+++ Excerpt to read +++
All babies look like Winston Churchill! The
story goes that a friend once remarked to Churchill, "Winston! How
wonderfully your new grandson resembles you!" and Churchill immediately
replied, "All babies look like me. But then, I look like all babies."
Whether
a true story or not, the phrase “all babies look like Winston Churchill”
entered popular culture as a way of saying that, although we naturally look to
see the characteristic features of both parents’ families in the face of a new
born child, all newborn babies look very similar because at that stage the
distinctive characteristics of their face have yet to develop fully.
Think
about that in relation to the story from Luke’s Gospel (Luke 2: 22-40) that we have heard read
this morning when Simeon and Anna both knew that the six week old baby in
Mary’s arms was God’s Messiah, the one who would bring salvation to all
peoples. Now, at that time all six week old babies had to be brought to the
Temple in Jerusalem. So there would have been other babies there on the same day
and Simeon and Anna seem to have both been regular visitors to the Temple
looking out for God’s Messiah. They might have seen thousands of six week old
babies over the years that they had spent in the Temple. How did Simeon and
Anna know that baby Jesus was different from all the other babies that they had
seen brought into the Temple?
It
was the Holy Spirit that led Simeon into the Temple on that day so that he could encounter
Jesus and it was the Holy Spirit that had assured him that he would not die
before he had seen the Lord’s promised Messiah. In addition, Simeon was waiting
– looking out, praying for, expecting – Israel to be saved. He was expecting
God to reveal the Messiah to him before he died and so he would have been
constantly looking for signs of the Messiah. So, we have a combination of the Holy
Spirit’s revelation and Simeon’s expectation – his active looking - that reveal
the Messiah to him in a six week old baby boy.
+++
[Written request 1] Rewrite only the entries between the line holding "of the submerged" and the end of the entries, inclusive, keeping the request lines and increasing every x and y coordinate in the answers by 124.
+++ Supplied records +++
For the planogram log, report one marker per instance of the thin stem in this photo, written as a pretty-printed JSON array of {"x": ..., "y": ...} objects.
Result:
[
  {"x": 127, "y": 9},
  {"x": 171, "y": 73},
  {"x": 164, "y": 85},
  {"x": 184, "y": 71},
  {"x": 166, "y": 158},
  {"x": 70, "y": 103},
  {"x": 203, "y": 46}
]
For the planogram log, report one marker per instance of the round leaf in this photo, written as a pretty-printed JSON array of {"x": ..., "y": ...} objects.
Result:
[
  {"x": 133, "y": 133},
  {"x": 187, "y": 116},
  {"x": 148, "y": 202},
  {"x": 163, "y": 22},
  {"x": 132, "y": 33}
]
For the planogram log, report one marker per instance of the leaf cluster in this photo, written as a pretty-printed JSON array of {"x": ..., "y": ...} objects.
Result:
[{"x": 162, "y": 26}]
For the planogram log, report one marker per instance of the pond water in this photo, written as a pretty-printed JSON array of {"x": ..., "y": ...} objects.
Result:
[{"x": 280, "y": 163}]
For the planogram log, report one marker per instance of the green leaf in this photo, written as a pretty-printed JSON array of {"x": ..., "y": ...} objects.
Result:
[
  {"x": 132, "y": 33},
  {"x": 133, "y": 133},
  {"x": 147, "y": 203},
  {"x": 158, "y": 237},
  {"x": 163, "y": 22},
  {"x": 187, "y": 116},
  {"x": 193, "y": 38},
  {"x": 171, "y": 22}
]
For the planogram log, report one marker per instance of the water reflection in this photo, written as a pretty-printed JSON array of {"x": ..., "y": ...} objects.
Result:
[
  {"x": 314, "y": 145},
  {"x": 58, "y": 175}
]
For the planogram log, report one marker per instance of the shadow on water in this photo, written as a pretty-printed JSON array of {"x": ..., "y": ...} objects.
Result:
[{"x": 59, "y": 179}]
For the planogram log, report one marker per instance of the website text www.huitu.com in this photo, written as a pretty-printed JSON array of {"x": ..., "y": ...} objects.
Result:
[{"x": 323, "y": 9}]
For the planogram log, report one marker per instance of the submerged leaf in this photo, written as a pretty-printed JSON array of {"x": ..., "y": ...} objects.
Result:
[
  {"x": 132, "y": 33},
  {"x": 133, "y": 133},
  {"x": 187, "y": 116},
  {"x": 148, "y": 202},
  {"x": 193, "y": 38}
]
+++
[Written request 2] Repeat word for word the part of the sermon between "entered popular culture" and "to develop fully.", inclusive.

[Full response 1]
For the planogram log, report one marker per instance of the submerged leaf in this photo, written as a pretty-printed JSON array of {"x": ..., "y": ...} objects.
Result:
[
  {"x": 256, "y": 157},
  {"x": 257, "y": 257},
  {"x": 311, "y": 240},
  {"x": 272, "y": 326},
  {"x": 317, "y": 162}
]

[Full response 2]
entered popular culture as a way of saying that, although we naturally look to
see the characteristic features of both parents’ families in the face of a new
born child, all newborn babies look very similar because at that stage the
distinctive characteristics of their face have yet to develop fully.